▶ **Data extract**
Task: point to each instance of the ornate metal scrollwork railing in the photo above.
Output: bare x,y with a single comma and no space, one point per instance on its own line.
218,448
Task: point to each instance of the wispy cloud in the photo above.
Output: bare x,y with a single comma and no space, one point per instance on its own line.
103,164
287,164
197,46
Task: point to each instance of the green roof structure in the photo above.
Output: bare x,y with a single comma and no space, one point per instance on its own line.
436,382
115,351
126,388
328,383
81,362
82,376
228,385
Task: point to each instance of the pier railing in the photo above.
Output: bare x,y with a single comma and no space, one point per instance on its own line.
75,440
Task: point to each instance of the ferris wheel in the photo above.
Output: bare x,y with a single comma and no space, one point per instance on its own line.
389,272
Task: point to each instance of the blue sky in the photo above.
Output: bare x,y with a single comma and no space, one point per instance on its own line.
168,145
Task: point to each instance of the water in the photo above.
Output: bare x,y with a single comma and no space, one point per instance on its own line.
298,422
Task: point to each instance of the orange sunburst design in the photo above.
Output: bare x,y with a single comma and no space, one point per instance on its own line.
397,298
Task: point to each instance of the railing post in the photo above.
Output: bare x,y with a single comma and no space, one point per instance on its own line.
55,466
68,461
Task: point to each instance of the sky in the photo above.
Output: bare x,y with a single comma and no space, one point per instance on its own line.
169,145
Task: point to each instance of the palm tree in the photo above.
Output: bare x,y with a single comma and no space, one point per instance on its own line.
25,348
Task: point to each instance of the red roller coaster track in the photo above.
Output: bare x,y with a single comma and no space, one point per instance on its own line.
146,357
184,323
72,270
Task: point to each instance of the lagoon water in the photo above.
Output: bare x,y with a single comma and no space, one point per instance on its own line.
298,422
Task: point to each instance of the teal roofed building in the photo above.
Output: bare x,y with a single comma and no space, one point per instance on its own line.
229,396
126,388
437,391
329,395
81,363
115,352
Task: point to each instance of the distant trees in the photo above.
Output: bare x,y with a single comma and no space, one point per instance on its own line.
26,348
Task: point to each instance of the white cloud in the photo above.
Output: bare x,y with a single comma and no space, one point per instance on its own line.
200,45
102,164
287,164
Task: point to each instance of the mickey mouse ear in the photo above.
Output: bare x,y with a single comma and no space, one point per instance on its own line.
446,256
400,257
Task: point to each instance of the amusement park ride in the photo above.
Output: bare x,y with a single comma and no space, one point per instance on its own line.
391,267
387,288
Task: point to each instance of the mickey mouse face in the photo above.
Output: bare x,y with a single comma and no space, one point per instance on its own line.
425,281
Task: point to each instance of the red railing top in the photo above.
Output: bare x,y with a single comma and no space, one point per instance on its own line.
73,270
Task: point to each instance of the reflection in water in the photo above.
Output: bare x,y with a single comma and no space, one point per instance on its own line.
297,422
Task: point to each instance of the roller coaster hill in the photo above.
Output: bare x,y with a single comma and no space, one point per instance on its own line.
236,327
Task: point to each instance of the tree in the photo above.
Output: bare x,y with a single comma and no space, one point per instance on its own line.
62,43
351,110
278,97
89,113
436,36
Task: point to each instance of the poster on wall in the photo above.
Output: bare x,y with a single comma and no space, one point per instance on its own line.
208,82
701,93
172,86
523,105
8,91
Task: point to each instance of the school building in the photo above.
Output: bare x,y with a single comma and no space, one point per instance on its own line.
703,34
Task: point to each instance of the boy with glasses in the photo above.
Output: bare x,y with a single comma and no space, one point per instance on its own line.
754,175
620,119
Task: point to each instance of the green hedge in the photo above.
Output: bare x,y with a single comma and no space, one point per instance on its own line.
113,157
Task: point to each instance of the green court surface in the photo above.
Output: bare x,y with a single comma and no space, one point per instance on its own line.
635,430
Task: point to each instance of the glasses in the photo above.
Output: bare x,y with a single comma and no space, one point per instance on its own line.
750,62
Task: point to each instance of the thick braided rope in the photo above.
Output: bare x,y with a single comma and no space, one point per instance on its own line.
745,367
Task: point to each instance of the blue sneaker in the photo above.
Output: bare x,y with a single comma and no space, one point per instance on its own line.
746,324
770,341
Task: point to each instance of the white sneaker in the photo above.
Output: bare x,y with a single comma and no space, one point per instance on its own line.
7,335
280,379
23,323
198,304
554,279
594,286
---
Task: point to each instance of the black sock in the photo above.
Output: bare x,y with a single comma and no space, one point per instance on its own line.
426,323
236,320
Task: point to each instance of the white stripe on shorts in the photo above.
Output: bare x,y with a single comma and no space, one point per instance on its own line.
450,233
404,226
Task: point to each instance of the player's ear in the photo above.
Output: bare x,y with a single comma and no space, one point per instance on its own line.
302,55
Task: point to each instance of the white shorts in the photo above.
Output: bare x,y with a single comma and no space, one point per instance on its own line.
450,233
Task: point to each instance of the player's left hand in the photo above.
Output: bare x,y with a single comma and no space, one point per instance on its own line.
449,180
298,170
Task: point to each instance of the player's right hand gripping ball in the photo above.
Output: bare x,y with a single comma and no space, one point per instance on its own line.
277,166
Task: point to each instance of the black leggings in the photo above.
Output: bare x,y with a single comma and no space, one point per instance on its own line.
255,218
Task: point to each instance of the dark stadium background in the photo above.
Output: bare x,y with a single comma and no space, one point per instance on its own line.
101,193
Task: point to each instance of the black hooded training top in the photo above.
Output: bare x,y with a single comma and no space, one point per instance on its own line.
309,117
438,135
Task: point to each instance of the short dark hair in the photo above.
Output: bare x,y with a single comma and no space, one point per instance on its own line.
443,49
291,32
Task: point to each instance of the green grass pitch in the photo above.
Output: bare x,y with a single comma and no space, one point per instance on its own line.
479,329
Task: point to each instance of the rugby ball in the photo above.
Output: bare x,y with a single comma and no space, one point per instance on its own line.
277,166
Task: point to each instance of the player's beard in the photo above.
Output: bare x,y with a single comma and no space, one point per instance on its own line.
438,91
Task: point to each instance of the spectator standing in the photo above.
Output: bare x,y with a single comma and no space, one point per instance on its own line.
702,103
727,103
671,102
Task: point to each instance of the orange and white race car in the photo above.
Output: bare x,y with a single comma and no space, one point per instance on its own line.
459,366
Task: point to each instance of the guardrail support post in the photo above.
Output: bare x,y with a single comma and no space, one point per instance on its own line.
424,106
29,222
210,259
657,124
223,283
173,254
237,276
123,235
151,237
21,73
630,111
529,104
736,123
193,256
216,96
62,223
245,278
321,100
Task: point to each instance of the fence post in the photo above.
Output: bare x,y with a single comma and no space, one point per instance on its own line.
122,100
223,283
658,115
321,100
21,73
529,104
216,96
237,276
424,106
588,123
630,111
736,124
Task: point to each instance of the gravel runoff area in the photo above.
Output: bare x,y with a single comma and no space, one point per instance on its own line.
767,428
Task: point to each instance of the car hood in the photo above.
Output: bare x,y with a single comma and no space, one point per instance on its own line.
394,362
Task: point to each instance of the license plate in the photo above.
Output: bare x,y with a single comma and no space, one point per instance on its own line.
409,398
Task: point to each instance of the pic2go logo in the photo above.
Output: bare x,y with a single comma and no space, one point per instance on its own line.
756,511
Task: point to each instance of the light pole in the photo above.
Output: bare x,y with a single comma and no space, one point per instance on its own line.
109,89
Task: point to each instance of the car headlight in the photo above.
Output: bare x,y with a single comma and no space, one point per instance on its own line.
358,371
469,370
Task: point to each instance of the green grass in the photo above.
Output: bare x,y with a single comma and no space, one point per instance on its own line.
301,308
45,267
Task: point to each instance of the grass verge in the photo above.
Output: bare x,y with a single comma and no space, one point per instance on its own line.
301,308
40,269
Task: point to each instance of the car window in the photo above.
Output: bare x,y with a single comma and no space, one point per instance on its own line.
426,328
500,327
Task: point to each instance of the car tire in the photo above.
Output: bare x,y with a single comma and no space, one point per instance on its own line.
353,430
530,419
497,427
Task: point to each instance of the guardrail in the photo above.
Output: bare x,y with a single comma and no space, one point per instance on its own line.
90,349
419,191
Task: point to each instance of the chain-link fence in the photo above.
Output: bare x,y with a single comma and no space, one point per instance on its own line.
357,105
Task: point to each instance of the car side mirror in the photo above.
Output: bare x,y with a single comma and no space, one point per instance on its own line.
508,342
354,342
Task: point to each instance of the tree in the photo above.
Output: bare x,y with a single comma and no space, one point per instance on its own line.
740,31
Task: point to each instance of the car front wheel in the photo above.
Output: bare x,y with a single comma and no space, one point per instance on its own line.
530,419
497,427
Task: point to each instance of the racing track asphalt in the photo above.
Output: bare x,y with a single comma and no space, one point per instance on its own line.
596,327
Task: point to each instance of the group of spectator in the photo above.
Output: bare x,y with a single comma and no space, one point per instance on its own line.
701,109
---
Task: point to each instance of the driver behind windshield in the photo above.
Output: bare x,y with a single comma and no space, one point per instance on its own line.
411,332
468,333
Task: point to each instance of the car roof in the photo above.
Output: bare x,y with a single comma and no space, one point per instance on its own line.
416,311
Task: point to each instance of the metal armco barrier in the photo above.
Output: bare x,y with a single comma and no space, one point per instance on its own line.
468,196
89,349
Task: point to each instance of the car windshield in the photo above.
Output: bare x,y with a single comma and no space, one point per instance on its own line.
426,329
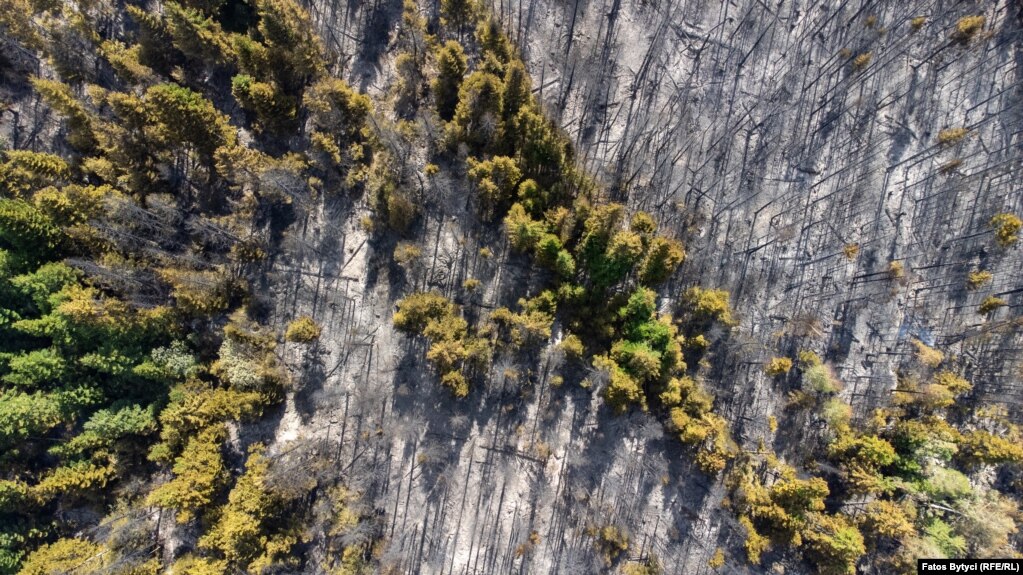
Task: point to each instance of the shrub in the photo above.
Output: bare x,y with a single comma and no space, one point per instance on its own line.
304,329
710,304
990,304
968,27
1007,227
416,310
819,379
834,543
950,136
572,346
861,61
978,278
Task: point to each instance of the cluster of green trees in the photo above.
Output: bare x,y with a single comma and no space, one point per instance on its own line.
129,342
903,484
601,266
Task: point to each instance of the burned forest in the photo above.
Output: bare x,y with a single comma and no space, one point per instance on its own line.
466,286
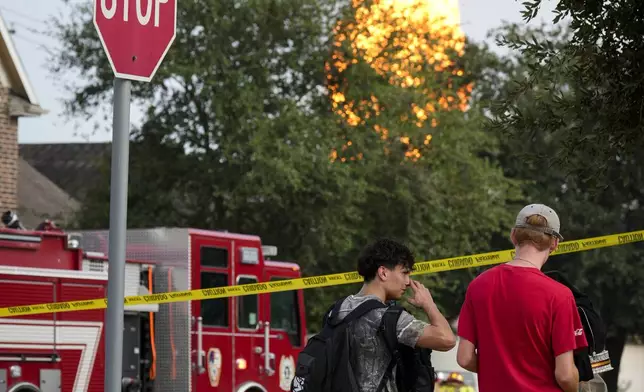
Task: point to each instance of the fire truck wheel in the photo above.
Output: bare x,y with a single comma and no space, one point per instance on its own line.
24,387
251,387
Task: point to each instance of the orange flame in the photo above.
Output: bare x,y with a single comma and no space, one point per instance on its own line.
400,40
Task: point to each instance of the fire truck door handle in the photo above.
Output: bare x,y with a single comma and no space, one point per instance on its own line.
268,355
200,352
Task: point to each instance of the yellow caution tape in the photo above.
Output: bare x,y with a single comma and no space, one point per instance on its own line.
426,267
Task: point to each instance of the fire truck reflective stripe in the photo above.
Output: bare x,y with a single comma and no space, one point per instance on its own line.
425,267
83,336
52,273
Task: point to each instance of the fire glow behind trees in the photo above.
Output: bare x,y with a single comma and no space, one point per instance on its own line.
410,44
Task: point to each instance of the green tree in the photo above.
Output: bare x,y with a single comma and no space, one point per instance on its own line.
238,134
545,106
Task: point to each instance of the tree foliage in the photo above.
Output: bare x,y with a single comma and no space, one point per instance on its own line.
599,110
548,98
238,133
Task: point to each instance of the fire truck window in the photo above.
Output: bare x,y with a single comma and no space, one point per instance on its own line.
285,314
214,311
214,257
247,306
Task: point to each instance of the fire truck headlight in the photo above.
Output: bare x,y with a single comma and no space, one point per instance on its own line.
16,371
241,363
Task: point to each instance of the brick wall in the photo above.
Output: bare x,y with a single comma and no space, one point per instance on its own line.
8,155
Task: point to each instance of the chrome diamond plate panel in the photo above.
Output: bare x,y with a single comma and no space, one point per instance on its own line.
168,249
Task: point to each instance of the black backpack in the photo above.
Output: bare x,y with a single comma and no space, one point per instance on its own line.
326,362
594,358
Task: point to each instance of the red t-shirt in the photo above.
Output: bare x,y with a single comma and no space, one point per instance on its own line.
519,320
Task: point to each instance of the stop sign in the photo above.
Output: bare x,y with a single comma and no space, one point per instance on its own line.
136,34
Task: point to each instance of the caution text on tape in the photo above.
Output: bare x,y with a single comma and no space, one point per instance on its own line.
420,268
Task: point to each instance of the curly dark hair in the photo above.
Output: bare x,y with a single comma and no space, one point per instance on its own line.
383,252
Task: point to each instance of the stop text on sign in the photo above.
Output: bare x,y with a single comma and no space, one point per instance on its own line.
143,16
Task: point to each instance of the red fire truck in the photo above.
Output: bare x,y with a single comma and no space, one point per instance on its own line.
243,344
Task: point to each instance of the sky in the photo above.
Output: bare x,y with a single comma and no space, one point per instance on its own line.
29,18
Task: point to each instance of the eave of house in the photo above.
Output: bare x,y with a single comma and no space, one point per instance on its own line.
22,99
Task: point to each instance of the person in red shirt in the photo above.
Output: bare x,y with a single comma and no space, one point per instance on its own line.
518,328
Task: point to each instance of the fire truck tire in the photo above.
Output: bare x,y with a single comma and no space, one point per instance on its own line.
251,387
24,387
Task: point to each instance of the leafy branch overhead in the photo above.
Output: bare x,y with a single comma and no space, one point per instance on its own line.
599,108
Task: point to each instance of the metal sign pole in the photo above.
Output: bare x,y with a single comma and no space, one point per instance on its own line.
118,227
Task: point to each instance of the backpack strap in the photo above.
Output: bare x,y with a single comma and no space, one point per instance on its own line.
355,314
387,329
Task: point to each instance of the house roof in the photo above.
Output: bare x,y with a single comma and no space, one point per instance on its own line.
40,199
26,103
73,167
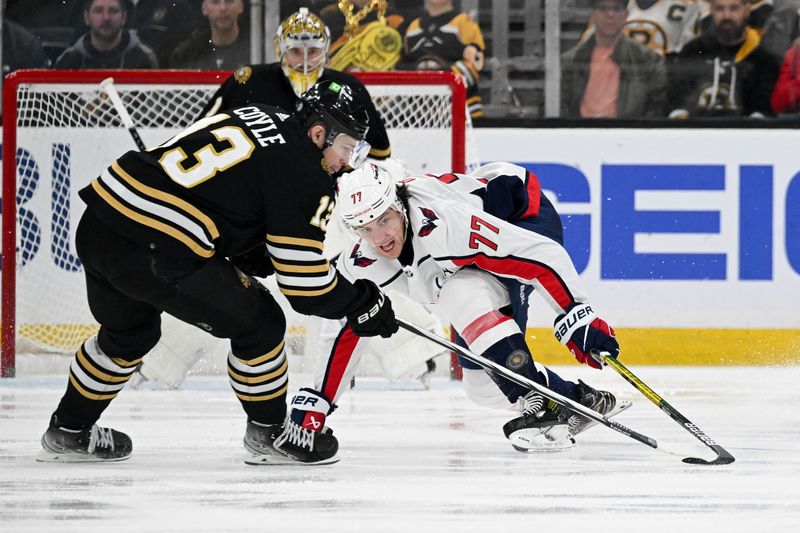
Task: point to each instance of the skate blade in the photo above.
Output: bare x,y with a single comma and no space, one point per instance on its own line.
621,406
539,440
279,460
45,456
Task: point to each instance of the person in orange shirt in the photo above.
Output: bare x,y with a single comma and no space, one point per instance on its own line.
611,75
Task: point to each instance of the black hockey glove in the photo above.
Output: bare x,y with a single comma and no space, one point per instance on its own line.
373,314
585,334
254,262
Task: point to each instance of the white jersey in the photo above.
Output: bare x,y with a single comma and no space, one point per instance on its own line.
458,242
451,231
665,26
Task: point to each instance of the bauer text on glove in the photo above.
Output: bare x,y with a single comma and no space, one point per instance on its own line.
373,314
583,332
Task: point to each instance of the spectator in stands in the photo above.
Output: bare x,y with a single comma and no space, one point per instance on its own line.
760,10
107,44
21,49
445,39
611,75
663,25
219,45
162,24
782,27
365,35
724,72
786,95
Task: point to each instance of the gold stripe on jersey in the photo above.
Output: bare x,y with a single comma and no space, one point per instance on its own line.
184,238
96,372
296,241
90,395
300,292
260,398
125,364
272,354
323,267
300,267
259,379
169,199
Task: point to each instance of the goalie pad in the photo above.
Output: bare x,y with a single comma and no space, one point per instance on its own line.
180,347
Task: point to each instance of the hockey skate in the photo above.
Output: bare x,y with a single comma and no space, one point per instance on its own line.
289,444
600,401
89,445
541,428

▶ **Exercise aim**
In the data above, which lines have "stop"? Report each of them.

▶ **Task output**
Task: point to each instance of the stop sign in the photo above.
Task: point to each instance of the stop text on sign in the photo above.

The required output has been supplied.